§ Text segment:
Exhibit 6 was an underlying police report, which included a transcript of Carlos’s November 26, 1997 telephone conversation with an investigator. Exhibit 7 was Dr. Rosas’s medical reports concerning Carlos. Exhibit 8 was the Welfare and Institutions Code section 827 petition by defendant requesting Carlos’s juvenile court records. Exhibit 9 was the reporter’s transcript of a July 13, 1998 hearing concerning that petition. Exhibit 10 was an order settling the record in defendant’s appeal.

No declaration from defendant’s trial counsel was attached as an exhibit.

On January 10, 2005, the trial court issued an order to show cause, finding that defendant had set forth a prima facie case for ineffective assistance of counsel. The District Attorney filed the return to the order to show cause on April 8, 2005, contending that defendant could not carry his burden of showing that counsel was incompetent or that he was prejudiced. As relevant to this appeal, the District Attorney argued that counsel thoroughly cross-examined both of the prosecution’s medical experts and there were valid tactical reasons to not hire a defense expert. Attached to the return as exhibit A was a copy of a letter the District Attorney sent to defendant’s trial counsel on February 10, 2005, asking trial counsel to review his file and defendant’s petition and to “prepare an affidavit covering [his] representation of Mr. Torrez” in response to the petition. No affidavit by counsel was attached.

Defendant filed his traverse to the return on September 14, 2005, contending that “[a] failure even to consult an expert cannot possibly be ‘tactical,’ ” and that the trial court should conduct an evidentiary hearing to determine whether defendant suffered prejudice because “the trial court found Carlos and [Jane] credible when their accusations were supported by unchallenged medical testimony.”

On November 28, 2005, the trial court filed its order “that an evidentiary hearing take place for the limited purpose of addressing the following issues: (1) whether [defendant’s] attorney failed to provide an expert to challenge the medical testimony at the trial resulting in prejudice to [defendant], and (2) whether [defendant’s] attorney[’s] failure to question Carlos directly with his prior conduct against other children resulted in prejudice.” The court rejected the remaining issues presented in the habeas corpus petition as grounds for relief. At a hearing on July 14, 2006, the court stated: “I think, the order speaks for itself. [¶] I think, it’s clear. [¶] I made the assumption that the first prong of Strickland [v. Washington (1984) 466 U.S. 668 (Strickland)] had been shown by virtue of the petitions based on what was presented at the time, notwithstanding the subsequent events, I’m going to stand by that particular order. [¶] So, the issue will be whether or not the petitioner can show prejudice, of course, goes to the heart of everything in consideration here.”

§ Tasks to perform:
**A.** In the account of the habeas corpus proceedings, on what date did the trial court issue the order to show cause?
**B.** Resume the account of the habeas corpus proceedings from its last sentence.

§ Data under study:
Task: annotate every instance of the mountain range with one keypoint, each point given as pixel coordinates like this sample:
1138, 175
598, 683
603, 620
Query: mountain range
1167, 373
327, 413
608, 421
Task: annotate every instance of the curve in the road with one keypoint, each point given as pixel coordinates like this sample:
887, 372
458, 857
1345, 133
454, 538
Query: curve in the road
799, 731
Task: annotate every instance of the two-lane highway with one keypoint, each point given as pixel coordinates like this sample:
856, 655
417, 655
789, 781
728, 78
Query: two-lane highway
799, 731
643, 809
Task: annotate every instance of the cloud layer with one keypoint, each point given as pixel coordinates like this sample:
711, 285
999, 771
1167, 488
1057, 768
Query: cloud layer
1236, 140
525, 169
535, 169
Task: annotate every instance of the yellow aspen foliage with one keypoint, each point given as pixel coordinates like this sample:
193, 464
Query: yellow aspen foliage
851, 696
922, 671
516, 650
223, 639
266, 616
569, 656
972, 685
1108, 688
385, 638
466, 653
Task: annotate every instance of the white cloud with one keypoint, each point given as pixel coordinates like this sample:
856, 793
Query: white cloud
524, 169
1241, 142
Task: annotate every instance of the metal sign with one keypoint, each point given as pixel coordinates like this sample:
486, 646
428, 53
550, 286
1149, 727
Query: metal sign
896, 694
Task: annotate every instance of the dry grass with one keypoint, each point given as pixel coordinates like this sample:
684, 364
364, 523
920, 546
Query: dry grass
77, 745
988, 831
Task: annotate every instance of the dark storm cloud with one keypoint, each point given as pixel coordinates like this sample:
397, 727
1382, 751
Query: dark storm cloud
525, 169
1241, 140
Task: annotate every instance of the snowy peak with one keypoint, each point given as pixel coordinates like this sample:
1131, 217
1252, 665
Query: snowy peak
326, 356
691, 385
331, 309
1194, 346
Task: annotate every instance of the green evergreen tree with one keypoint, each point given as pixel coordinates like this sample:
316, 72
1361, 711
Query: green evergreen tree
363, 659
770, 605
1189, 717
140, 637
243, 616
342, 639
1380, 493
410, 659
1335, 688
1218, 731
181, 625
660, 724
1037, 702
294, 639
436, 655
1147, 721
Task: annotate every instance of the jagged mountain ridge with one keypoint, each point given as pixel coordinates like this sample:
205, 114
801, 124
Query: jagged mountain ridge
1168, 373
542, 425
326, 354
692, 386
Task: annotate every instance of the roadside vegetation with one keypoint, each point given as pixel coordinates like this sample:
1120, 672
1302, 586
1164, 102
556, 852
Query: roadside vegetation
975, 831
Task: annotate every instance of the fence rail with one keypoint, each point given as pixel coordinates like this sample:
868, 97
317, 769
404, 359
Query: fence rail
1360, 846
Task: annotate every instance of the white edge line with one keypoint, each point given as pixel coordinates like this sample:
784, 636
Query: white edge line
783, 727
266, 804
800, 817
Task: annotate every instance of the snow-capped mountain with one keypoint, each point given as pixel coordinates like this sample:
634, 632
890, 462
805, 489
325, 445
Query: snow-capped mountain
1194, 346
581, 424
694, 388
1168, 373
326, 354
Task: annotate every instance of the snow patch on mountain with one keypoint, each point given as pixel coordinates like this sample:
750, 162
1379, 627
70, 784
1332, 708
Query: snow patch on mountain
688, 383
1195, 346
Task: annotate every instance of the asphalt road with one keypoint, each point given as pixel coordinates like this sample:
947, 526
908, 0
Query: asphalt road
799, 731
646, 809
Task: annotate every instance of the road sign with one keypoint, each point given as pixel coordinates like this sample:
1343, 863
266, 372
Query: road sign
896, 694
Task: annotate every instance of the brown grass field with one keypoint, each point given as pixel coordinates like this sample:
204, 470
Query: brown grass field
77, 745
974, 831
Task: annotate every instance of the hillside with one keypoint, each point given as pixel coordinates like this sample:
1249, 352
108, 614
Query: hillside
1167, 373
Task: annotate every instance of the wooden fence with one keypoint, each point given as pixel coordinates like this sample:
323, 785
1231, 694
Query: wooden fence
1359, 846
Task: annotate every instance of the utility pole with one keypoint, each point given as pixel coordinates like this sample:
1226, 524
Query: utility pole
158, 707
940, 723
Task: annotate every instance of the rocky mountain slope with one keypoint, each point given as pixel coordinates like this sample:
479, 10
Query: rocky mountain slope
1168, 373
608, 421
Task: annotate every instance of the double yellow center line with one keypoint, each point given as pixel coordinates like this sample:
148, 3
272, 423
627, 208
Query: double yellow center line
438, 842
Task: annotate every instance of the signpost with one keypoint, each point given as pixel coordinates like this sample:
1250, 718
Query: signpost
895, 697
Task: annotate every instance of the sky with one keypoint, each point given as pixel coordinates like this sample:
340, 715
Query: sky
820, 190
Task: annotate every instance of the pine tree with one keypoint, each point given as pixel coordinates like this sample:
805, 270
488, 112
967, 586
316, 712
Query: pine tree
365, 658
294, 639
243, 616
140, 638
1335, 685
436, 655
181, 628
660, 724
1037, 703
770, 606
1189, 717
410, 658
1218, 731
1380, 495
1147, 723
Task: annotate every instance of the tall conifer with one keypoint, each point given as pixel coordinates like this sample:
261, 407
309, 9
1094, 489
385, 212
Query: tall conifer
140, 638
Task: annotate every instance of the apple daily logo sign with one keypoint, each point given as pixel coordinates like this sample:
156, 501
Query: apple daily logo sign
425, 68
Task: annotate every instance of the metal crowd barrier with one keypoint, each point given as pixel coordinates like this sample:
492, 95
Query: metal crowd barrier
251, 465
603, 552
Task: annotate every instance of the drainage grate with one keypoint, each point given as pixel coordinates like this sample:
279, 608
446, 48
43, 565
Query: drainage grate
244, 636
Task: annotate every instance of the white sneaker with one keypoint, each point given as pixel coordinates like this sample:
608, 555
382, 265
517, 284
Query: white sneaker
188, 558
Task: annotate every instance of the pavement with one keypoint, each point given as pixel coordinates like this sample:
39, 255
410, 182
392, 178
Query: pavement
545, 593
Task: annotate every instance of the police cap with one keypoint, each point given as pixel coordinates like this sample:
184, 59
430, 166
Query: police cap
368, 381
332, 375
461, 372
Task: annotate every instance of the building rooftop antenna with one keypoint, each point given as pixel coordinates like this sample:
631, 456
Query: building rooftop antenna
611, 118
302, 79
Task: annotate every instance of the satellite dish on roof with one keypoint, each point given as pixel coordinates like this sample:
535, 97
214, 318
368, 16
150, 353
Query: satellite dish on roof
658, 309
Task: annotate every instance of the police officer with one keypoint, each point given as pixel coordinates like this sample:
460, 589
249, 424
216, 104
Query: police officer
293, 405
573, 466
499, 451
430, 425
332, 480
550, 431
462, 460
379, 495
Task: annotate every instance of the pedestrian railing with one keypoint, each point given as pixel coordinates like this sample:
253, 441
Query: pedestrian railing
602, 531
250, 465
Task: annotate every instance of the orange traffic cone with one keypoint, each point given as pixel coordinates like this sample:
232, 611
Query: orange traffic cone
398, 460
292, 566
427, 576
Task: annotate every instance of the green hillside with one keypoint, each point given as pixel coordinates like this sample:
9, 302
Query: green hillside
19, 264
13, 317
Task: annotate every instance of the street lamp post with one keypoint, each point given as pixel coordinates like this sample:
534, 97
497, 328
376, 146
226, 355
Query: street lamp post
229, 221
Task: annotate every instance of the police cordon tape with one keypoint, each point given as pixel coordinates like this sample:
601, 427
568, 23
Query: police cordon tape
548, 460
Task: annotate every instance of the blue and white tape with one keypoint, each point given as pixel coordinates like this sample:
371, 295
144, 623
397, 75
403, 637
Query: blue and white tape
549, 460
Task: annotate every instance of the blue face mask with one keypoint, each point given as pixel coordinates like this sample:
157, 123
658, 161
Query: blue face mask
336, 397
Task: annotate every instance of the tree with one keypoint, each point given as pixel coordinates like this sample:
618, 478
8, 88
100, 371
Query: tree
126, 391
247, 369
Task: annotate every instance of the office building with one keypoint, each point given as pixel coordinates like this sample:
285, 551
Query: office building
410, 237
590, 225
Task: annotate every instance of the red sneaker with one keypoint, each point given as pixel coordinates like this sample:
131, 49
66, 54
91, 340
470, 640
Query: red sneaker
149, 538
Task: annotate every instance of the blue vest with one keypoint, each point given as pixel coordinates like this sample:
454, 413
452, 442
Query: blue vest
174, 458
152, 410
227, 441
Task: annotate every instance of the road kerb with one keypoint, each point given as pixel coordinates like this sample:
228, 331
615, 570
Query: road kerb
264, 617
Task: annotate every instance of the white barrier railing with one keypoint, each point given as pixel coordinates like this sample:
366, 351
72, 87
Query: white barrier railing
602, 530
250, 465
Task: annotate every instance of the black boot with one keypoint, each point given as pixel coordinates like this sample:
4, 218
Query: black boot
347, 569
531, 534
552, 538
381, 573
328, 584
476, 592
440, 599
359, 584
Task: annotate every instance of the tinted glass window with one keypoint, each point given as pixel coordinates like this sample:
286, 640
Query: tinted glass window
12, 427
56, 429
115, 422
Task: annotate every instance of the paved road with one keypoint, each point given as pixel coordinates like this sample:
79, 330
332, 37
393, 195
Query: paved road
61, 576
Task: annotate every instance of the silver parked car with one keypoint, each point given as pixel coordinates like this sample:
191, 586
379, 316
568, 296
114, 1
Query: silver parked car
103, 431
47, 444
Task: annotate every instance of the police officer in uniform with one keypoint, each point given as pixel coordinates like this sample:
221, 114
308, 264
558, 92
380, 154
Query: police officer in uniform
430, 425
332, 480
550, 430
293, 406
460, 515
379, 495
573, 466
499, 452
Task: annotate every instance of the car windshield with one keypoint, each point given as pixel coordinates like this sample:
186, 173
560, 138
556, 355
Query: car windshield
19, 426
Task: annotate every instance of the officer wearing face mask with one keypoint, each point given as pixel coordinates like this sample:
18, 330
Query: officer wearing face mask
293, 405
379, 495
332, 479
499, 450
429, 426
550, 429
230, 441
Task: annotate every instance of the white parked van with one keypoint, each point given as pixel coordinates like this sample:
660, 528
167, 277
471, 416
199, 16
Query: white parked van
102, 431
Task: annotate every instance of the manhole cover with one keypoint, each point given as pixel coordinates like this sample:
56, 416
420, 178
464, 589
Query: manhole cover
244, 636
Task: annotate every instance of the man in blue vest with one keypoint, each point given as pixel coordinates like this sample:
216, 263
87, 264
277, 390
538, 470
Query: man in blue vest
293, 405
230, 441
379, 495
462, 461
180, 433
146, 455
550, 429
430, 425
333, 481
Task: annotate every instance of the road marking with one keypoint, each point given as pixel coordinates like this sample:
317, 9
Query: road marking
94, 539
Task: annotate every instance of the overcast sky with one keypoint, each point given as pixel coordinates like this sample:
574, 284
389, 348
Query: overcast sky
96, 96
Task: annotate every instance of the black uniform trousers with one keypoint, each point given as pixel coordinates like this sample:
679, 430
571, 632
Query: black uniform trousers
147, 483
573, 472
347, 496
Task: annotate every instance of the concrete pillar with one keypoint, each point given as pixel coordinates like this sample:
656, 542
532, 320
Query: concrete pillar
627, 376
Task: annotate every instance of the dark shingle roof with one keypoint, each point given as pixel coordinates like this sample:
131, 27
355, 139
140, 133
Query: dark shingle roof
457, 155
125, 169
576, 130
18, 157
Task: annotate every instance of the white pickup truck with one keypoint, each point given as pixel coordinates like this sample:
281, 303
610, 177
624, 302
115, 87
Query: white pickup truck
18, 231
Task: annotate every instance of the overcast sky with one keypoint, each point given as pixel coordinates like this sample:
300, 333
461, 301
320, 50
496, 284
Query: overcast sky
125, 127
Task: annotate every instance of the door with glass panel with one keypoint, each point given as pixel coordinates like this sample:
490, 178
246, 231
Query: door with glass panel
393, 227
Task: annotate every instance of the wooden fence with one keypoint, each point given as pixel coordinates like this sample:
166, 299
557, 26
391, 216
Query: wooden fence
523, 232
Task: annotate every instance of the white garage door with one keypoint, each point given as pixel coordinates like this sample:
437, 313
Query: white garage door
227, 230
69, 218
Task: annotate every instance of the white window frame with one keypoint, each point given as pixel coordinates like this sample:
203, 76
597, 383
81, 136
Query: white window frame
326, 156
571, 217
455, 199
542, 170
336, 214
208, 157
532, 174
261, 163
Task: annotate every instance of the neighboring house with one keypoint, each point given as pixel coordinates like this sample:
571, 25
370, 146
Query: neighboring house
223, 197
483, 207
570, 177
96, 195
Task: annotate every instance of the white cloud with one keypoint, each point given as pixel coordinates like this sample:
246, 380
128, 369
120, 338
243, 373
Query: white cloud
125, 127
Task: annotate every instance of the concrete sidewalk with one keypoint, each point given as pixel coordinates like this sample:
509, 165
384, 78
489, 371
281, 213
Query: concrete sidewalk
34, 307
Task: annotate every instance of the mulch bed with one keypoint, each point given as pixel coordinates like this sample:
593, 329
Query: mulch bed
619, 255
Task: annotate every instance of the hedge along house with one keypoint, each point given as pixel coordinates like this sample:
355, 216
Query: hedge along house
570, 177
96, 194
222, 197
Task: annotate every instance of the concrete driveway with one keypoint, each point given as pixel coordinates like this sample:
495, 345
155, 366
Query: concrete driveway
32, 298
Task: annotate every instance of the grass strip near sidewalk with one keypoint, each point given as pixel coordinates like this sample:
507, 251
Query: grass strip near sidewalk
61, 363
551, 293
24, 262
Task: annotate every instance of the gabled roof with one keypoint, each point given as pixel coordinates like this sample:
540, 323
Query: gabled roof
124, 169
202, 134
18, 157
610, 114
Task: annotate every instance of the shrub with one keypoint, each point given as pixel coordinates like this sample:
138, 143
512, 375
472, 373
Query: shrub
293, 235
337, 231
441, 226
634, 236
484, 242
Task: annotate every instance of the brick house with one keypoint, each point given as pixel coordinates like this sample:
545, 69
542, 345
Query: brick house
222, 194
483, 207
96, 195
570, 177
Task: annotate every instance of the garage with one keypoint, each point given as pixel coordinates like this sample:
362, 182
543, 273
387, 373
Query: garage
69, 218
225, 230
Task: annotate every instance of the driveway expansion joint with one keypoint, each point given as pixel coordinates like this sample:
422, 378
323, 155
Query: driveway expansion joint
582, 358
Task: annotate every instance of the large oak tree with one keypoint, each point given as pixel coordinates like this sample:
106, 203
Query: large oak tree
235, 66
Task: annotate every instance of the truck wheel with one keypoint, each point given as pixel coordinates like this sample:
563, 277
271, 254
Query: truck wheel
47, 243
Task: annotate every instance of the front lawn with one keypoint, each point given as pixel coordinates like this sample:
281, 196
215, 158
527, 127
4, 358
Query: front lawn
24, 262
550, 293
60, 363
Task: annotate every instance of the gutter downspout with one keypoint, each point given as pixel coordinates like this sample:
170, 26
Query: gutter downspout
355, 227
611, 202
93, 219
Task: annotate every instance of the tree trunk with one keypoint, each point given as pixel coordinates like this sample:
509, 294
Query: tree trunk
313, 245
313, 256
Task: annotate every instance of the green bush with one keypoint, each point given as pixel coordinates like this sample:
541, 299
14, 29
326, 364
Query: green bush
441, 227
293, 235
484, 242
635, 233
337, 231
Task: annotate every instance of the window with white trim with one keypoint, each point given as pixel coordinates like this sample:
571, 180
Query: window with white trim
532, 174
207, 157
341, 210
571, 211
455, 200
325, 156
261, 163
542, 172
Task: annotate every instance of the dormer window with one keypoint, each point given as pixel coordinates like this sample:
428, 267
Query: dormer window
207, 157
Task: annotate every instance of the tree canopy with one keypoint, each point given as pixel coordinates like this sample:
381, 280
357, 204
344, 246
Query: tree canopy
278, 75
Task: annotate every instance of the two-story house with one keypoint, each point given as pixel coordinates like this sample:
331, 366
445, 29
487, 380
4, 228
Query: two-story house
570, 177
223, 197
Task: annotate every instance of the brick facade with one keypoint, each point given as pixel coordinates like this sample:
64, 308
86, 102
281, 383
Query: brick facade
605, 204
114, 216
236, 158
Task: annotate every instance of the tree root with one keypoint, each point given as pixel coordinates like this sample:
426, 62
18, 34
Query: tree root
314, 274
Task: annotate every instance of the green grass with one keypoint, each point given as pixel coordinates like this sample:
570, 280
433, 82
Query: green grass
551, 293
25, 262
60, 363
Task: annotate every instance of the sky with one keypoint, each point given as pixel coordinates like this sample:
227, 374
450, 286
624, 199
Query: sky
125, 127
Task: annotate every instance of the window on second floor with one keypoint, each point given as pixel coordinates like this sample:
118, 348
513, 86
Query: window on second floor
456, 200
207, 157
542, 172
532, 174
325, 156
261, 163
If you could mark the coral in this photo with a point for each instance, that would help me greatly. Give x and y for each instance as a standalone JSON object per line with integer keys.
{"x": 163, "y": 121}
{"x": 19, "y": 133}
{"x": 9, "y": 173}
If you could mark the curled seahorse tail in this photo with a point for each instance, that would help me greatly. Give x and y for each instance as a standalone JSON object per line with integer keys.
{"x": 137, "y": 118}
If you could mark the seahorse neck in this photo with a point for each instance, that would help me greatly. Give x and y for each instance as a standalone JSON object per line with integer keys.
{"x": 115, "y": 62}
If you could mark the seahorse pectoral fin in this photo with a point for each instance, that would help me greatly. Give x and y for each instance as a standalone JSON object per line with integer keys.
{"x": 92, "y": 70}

§ Answers for each item:
**A.** January 10, 2005.

**B.**
The evidentiary hearing was held on September 1, 2006. Defendant presented the testimony of Dr. Coleman and Dr. James Crawford, a pediatrician and the medical director of the Center for Child Protection at Children’s Hospital in Oakland. The prosecutor presented no witnesses other than the trial judge, who testified over defendant’s objection and subject to a motion to strike. At defendant’s request, the court took judicial notice of the transcripts of the trial testimony.

The court accepted Dr. Coleman as an expert in the area of child sexual assault examinations. Dr. Coleman testified that he examined the photographs from and the report of Jane’s medical examination by Mary Ritter and Dr. Kerns, as well as the trial testimony of Dr. Kerns. The report states that Jane’s hymeneal rim was abnormally narrow, which was indicative of sexual abuse. During Dr. Kerns’s testimony, he continued to maintain that the narrow hymeneal rim was indicative of abuse. In Dr. Coleman’s opinion, Dr. Kerns is contradicting “established knowledge in the field.” The photographs show that the hymeneal rim is not necessarily narrow in some areas, there is no evidence that the narrow rim was abnormal, and having a narrow hymeneal rim as a result of sexual trauma “completely violates basic medical understanding of the human body.” Dr. Coleman does not see anything in the photographs “that depict signs of sexual penetration or trauma or molestation as those signs have been described in the current professional literature.”

Dr. Coleman further testified that he reviewed the examination reports of Carlos written by Drs. Rosas and McCan, photographs, and the testimony by Dr. Rosas. The initial report describes pigmented areas around the anus which were not normal, but there was no conclusion that this was an indication of abuse. A later report describes a small laceration in the anus as well as surrounding redness, which would signify some recent trauma to the anus. Dr. Rosas testified that she concluded, after consulting with a dermatologist, that the dark spots were due to scaring from prior sexual trauma or prior injury. In Dr. Coleman’s opinion, Dr. Rosas’s conclusion “has no medical foundation, because . . . [in] none of the reports from the three examinations was there a claim that there was any scarring.” Based on his examination of the photographs and his training and experience, in Dr. Coleman’s opinion the discoloration was most likely either from a congenital variation or from some prior bleeding where the blood was not reabsorbed. Because Carlos had been diagnosed with encopresis, he could have lacerations, abrasions, engorgement of the veins and bleeding in that area.

Dr. Coleman defined encopresis as the “failure to have regular bowel movements.”

Dr. Coleman also testified that, had he been consulted by an attorney in this case in 1998, 1999, or 2000, he would have been able and willing to express these same opinions and conclusions.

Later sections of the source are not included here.